Rewrite the material below, replacing every occurrence of "girl's" with "woman's" and leaving all other text unchanged.

##### Information provided #####

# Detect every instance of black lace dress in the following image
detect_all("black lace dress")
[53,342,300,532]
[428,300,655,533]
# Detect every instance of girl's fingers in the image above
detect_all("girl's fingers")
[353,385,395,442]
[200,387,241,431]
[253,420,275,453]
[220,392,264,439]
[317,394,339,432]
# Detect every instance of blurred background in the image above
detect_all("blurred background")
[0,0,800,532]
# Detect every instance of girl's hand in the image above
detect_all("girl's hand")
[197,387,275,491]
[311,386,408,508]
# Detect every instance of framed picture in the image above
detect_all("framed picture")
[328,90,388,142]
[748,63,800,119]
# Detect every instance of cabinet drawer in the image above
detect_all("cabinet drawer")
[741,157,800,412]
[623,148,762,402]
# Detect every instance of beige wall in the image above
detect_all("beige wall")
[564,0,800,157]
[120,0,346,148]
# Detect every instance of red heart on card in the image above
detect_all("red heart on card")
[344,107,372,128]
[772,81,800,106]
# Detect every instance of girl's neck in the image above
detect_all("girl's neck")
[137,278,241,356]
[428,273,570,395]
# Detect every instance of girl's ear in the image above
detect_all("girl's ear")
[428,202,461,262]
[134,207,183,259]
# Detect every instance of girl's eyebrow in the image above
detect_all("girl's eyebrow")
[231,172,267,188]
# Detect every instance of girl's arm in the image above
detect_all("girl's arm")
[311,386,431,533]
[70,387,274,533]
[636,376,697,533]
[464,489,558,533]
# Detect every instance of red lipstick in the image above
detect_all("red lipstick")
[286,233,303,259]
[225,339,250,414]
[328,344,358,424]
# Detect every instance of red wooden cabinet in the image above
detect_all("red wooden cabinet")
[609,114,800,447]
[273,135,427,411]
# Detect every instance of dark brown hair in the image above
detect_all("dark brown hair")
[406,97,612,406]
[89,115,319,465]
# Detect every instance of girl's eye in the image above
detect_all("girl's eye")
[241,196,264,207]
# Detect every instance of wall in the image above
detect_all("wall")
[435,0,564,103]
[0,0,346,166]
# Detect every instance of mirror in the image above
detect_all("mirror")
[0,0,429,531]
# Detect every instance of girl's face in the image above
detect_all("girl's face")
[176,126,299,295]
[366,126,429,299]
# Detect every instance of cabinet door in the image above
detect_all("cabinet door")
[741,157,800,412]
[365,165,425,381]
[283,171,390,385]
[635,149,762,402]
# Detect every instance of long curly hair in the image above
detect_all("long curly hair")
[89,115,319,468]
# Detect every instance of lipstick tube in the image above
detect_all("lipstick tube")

#####

=== Solved exercise ===
# Detect every instance of black lace dress in the following image
detect_all("black lace dress")
[53,342,300,532]
[428,300,655,533]
# Detect every instance of woman's fingers in the image above
detect_all("woman's fingers")
[353,385,395,442]
[200,387,241,431]
[253,420,275,453]
[220,392,264,439]
[317,394,339,432]
# Detect every instance of blurred background in the image above
detect_all("blurred background")
[0,0,800,532]
# Detect every instance of woman's hand in the image above
detect_all("woman's hand")
[197,387,275,491]
[311,386,408,508]
# Detect every instance of framed picture in the image above
detect_all("framed picture")
[328,90,388,142]
[748,63,800,119]
# Detect every instance of cabinet drawer in the image above
detect_all("cabinet drawer")
[741,157,800,412]
[623,148,762,402]
# Detect every instance of beige wall in the image above
detect_all("beige wall")
[564,0,800,157]
[120,0,346,148]
# Detect every instance of red heart on card in the image above
detect_all("red heart on card")
[344,107,372,128]
[772,81,800,106]
# Detect every instance of woman's neck in the image above
detect_all("woman's neck")
[137,278,241,356]
[428,273,570,395]
# Detect every instance of woman's ear in the image above
detect_all("woman's ear")
[428,202,461,262]
[134,207,183,259]
# Detect every instance of woman's eyebrow in the image above
detect_all("woman's eyebrow")
[231,172,267,188]
# Detect every instance of woman's arm in the image above
detect_all("woman's arm")
[311,386,431,533]
[70,387,274,533]
[636,376,697,533]
[464,489,558,533]
# Detect every instance of red lipstick in the image above
detect_all("red lipstick")
[286,233,303,259]
[225,339,250,414]
[328,344,358,424]
# Detect every instance of red wooden cabinet in the image above
detect_all("red wooden cabinet")
[609,114,800,447]
[273,135,427,411]
# Detect every instance of dark brown hair in the image above
detect_all("dark brown hair")
[406,97,612,406]
[89,115,319,465]
# Detect every instance of woman's eye in the image above
detect_all("woman's eye")
[241,196,264,207]
# Detect every instance of wall in the image above
detect_all("wall")
[435,0,564,103]
[0,0,346,166]
# Detect every instance of mirror in the image above
detect_all("mirror")
[0,0,429,531]
# Detect every instance of woman's face in the image above
detect_all("woman's face")
[176,126,299,295]
[366,126,429,299]
# Detect every instance of cabinet door in the image above
detect_all("cabinet door")
[741,157,800,412]
[365,165,425,381]
[283,171,390,385]
[635,149,762,402]
# Detect every instance of long curly hair in the image above
detect_all("long curly hair")
[89,115,319,468]
# Detect every instance of lipstick tube in the image above
detect_all("lipstick tube")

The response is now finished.